_TEXT EXTRACT_.
—————

THE IMMIGRATION ACTS



Heard at Field House

Decision & Reasons Promulgated

On 21 st April 2016

On 25 th May 2016

 

 

 

 

Before

 

DEPUTY UPPER TRIBUNAL JUDGE WOODCRAFT

 

Between

 

MS SALOME KANABO

(ANONYMITY DIRECTION not made)

Appellant

 

and

 

THE SECRETARY OF STATE FOR THE HOME DEPARTMENT

Respondent

 

Representation :

 

For the Appellant: Mr P. Turner of Counsel

For the Respondent: Mr S. Kotas, Home Office Presenting Officer

 

 

DECISION AND REASONS

 

The Appellant

1. The Appellant is a citizen of Ghana born on 24 th June 1938. She is now 77 years old. She appeals against a decision of Judge of the First-tier Tribunal Taylor sitting at Taylor House on 20 th July 2015 in which he dismissed the Appellant's appeal against a decision of the Respondent dated 17 th December 2014. That decision was to refuse to grant the Appellant further leave to remain under Article 8 (right to respect for private and family life). The Appellant wished to remain in this country with her husband Mr Samuel Sackey a United Kingdom citizen ("the Sponsor"). The parties married in Ghana on 16 th February 2011 and the Appellant arrived in the United Kingdom on 14 th July 2014. She had been granted a family visit visa valid from 23 rd May to 23 rd November 2014.

—————

[Image point annotation entries]
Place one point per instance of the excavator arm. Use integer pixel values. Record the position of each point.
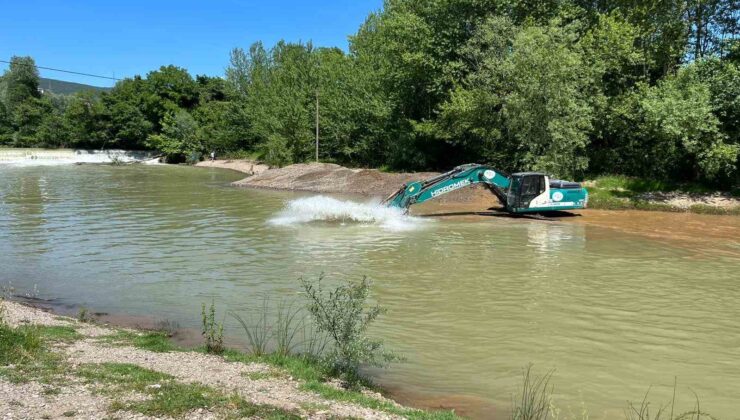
(460, 177)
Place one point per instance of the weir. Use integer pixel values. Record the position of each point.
(34, 157)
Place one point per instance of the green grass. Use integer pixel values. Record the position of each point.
(619, 192)
(24, 351)
(155, 341)
(20, 344)
(167, 396)
(313, 376)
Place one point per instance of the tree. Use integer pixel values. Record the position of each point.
(21, 82)
(87, 117)
(178, 139)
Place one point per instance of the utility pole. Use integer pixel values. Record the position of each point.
(317, 126)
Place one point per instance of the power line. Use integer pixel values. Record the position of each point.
(65, 71)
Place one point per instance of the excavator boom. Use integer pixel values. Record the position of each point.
(460, 177)
(525, 192)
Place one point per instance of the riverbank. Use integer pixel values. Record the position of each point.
(56, 366)
(607, 193)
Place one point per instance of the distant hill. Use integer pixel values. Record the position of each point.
(61, 87)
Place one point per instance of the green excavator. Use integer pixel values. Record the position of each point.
(523, 192)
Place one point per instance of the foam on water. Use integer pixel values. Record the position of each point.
(55, 157)
(328, 209)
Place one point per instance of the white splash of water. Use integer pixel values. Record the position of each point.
(55, 157)
(328, 209)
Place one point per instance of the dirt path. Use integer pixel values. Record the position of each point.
(249, 167)
(257, 383)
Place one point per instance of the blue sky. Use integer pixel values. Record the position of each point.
(124, 38)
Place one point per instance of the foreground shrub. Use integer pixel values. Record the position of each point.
(213, 332)
(343, 315)
(533, 403)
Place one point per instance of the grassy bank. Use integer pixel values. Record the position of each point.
(124, 370)
(84, 360)
(628, 193)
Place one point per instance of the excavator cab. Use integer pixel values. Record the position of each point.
(525, 187)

—————

_EXERCISE SET_.
a. From the tribunal decision, extract the passage that opens with the words containing "DECISION AND REASONS" and closes with "rd November 2014.".
b. Using the tribunal decision, mark each statement yes or no and quote the words that settle it: (i) The Appellant and Mr Sackey married in the United Kingdom. (ii) The First-tier Tribunal judge dismissed the Appellant's appeal. (iii) No anonymity direction was made.
c. Please carry on the tribunal decision, beginning right after its final sentence.

_ANSWERS TO THE PROBLEMS_.
a.
DECISION AND REASONS

 

The Appellant

1. The Appellant is a citizen of Ghana born on 24 th June 1938. She is now 77 years old. She appeals against a decision of Judge of the First-tier Tribunal Taylor sitting at Taylor House on 20 th July 2015 in which he dismissed the Appellant's appeal against a decision of the Respondent dated 17 th December 2014. That decision was to refuse to grant the Appellant further leave to remain under Article 8 (right to respect for private and family life). The Appellant wished to remain in this country with her husband Mr Samuel Sackey a United Kingdom citizen ("the Sponsor"). The parties married in Ghana on 16 th February 2011 and the Appellant arrived in the United Kingdom on 14 th July 2014. She had been granted a family visit visa valid from 23 rd May to 23 rd November 2014.

b.
(i) No: "The parties married in Ghana on 16 th February 2011"
(ii) Yes: "in which he dismissed the Appellant's appeal"
(iii) Yes: "(ANONYMITY DIRECTION not made)"

c.
2. The Respondent refused the Appellant's application on the basis that she did not meet the Immigration Rules as her application was submitted whilst she was in the United Kingdom as a visitor. She had not lived in the United Kingdom for at least twenty years. She had travelled to the United Kingdom after living in Ghana for 76 years. The Respondent was not satisfied the Appellant had no remaining ties to Ghana. The Appellant had family and property in Ghana and there were no exceptional circumstances on which to grant the application outside the Immigration Rules.

The Hearing at First Instance

3. The Appellant told the Judge she had a daughter who had died in the United Kingdom in 1999 and was buried in Wandsworth. The Appellant could not live in Ghana because she wished to have the opportunity to visit her daughter's grave and place flowers there. She could not leave her husband to return to Ghana. She had been lied to by her husband's lawyer in or about 2014 who incorrectly advised her to apply for a visit visa rather than a settlement visa.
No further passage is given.